**Supplied text:**
Victor Ekpo: Embracing Uncertainty in a Precision World
Victor Ekpo/LinkedIn

Victor Ekpo: Embracing Uncertainty in a Precision World

Victor Ekpo, Secretary General at Nigerian Association of Medical Physicists (NAMP), shared a post on LinkedIn:

“EMBRACING UNCERTAINTY IN A PRECISION WORLD

In the pursuit of precision medicine, the true eye-opener isn’t just the accuracy we achieve, but the uncertainty we learn to embrace. Reflecting on my recent experience at the ICTP Workshop on Advanced Dosimetry in Italy, this article explores the fascinating paradox of Radiation Medicine: how deepening our expertise actually increases our awareness of the ‘known unknowns’.

From the technical rigors of an ‘Uncertainty Budget’ to the ethical necessity of transparent communication, I delve into why understanding the limits of our measurements, as highlighted in standards like IEC 61674:2024, is essential for building trust and advancing 21st-century science.

As we strive to increase precision while reducing uncertainty, we must remember that our ‘measurement chain is only as strong as its weakest link’, and acknowledging that link is the first step toward better Physics and better lives.

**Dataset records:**

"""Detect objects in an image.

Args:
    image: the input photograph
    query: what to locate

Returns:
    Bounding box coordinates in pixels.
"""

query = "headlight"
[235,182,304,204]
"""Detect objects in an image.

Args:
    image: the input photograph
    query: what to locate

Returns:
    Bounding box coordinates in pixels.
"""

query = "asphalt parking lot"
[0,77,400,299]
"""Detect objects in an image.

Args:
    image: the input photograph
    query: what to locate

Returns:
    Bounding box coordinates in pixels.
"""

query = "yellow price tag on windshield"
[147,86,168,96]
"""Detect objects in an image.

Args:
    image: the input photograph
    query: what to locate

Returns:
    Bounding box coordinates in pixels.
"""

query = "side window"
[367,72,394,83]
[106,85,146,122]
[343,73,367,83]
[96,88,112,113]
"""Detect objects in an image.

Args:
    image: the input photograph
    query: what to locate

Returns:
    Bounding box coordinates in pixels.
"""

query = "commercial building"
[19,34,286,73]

**Exercise 1:** Transcribe the part of the LinkedIn post that opens with the words containing "In the pursuit" and closes with "advancing 21st-century science.".
**Exercise 2:**
Based on the LinkedIn post, is each statement below true? Answer yes or no for each, and quote the exact words from the post that decide it.
(a) The workshop mentioned in the post took place in Italy.
(b) Victor Ekpo is President of the Nigerian Association of Medical Physicists.
(c) The post cites the standard IEC 61674:2024.

**Written reply 1:**
In the pursuit of precision medicine, the true eye-opener isn’t just the accuracy we achieve, but the uncertainty we learn to embrace. Reflecting on my recent experience at the ICTP Workshop on Advanced Dosimetry in Italy, this article explores the fascinating paradox of Radiation Medicine: how deepening our expertise actually increases our awareness of the ‘known unknowns’.

From the technical rigors of an ‘Uncertainty Budget’ to the ethical necessity of transparent communication, I delve into why understanding the limits of our measurements, as highlighted in standards like IEC 61674:2024, is essential for building trust and advancing 21st-century science.

**Written reply 2:**
(a) Yes: "the ICTP Workshop on Advanced Dosimetry in Italy"
(b) No: "Secretary General at Nigerian Association of Medical Physicists (NAMP)"
(c) Yes: "as highlighted in standards like IEC 61674:2024"